▶ **What you will do**:
(a) Copy the stretch of the paddling blog from "On the way out" through "a lot easier.", word for word.
(b) Extend the paddling blog past its last sentence, keeping its voice and subject.

##### Excerpt provided

Sunday, October 24, 2010

Release Date 10/22/2010






I got off work early and went for a birthday paddle. I wasn’t able to swing a birthday trip this year, but we are going to the PNG Canoe festival next week. That is a big culture show and outrigger canoe race that is held every year in Alotau PNG.

The paddle was nice. The surf has remained mellow, and I was about to go out and in directly in front of our house. On the way back in the dark I landed on the reef and got stuck for a second, tide was falling, and was down by about 1/3, so that must be the minimum tide for a crossing.


I just went down the coast to the little school on the highway. I could clearly see the Fisheries College, but it was still quite a ways away. It was just about an hour to the school.


I was surprised by some dolphins I paddled

right up to them. They freaked out when the saw me at the last minute. It was rough so I don’t think they could hear the paddle or the boat until it was right on top of them.

The moon was up in the early evening, and it was full, so even after the sun went down it was very light.













Kate had been going out every night to check for the palalo worms. These are worms who live in the reef and spawn once a year a few days after the full moon in September and October. People had told us that it happened last month when she was out of town, but she has continued checked to keep track. All of the worms, many different species, all spawn on the same night and time every year so they can be sure they will meet other worms.

There were millions of them in the shallow water near the reef squirming all over the place. She caught a number of them, to get samples, and soon we had all the little kids from next door our helping. It was an army of field biologists to do her bidding.




Some people eat them, so I fried-up a batch. It tasted like a creamy spinach, it was very rich. The doggies helped me finish it off. I just cooked the little ones, a guy on the beach told me the bigger ones were more like prawns (shrimp), but Kate was hogging all of those for her stupid science stuff.


Truth: Sometimes its your birthday.

Tuesday, October 19, 2010

Release Date 10/14/2010

I made it back to PNG and took a quick paddle over to Nusa for dinner. Nusa is very close to our new house. It is a shorter paddle there, than it is back to Kate’s office. It might have only seemed like a shorter paddle since I wasn’t towing a boat like the last time I made the trip.


On the way out I saw this wacky Indonesian fishing boat. T
hose are giant outriggers made out of huge logs on the side of it. The guy who owns the local Fish plant bought it and is using it for some kind of plundering of the sea project.




The surf has remai
ned fairly low and I had an easy time getting back in. I was too tired from the jet lag to drink anything so that made the trip home a lot easier.

##########
##### Extracted records

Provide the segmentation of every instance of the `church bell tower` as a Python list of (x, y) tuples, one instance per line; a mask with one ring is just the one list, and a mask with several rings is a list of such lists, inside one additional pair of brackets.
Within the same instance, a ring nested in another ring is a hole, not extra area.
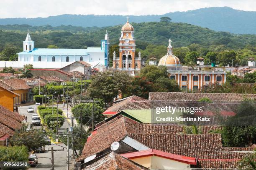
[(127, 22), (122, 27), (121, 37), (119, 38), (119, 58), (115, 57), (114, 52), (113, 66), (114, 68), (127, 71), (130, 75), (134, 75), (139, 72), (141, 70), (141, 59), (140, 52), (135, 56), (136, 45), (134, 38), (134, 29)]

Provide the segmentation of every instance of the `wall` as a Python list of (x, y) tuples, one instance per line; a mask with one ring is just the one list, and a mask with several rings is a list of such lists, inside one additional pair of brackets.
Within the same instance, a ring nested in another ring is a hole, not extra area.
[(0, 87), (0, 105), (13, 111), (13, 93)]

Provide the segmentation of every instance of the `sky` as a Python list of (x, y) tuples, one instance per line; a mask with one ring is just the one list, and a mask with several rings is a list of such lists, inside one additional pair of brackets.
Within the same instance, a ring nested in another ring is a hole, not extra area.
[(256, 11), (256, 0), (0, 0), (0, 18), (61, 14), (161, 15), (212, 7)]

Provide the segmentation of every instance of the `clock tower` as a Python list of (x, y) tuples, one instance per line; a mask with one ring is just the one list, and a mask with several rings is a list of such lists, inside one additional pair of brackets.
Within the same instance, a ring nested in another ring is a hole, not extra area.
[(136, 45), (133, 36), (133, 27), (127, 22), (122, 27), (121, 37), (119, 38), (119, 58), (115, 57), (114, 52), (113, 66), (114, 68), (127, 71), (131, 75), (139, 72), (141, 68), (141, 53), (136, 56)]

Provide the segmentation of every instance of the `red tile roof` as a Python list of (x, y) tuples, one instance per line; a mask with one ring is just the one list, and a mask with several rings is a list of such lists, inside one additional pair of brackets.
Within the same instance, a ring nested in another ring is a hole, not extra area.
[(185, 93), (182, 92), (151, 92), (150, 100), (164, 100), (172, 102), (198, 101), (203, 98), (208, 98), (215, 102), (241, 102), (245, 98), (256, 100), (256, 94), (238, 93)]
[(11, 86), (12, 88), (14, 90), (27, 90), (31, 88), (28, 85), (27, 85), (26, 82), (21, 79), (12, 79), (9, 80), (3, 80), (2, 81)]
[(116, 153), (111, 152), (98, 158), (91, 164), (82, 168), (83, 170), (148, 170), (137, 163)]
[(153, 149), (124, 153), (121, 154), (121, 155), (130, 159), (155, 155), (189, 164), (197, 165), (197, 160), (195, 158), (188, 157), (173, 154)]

##########

▶ **Answer set**:
(a)
On the way out I saw this wacky Indonesian fishing boat. T
hose are giant outriggers made out of huge logs on the side of it. The guy who owns the local Fish plant bought it and is using it for some kind of plundering of the sea project.




The surf has remai
ned fairly low and I had an easy time getting back in. I was too tired from the jet lag to drink anything so that made the trip home a lot easier.

(b)
Truth: Electricity makes life easier.

No Release Date 10/2/2010

I was back for a visit in NYC and I went paddling with my old dtbh kayak buddies.

We, or actually I, was trying to collect a ton of beach glass to us for my next Figment Festival art project. Years ago I found a beach in Staten Island that was totally covered in it. In my memory the entire beach was glass, with just a few rocks.


I found the beach but it only had some glass on it, not nearly as much as I remember. I picked up some, then found quite a bit more at another location that some of the real “locals” pointed me to.


We also found a bit of trash on some of the beaches. You don't see this amount of crap in PNG yet!


When we got way down near the very bottom of Bayone we saw what appeared to be a castle perched, up on top of a grassy cliff. For a while we thought we were in Scotland. It turned out to be an exclusive golf course!

It is totally crazy to have a golf course here.



Compare and contrast the course with the next door neighbor fuel terminal. St. Andrews doesn't have anything like this!


It does have a nice beach, and I am dreaming of some guerilla evening golf to the tune of full moon someday in the future.


I did find a whole bunch of floating golf balls. It turns out the driving range is made-up of floating balls and a 5 acre area sectioned off by an oil boom. A lot of balls must get hit out of the park. I brought them back to PNG.


Now I just have to train the dogs to fetch them out of the surf off of my porch and I’m all set.



We fooled around a lot on the way home. Most of the delays were caused by me picking up glass. It got very very dark, as it usually does at night, and the tide turned against us. The trip ended just like the old days paddling into the tide, in the dark, into the wind without enough lights. We got back to the boathouse around 9:00PM, totally missing going out for drinks with friends after the boathouse closed.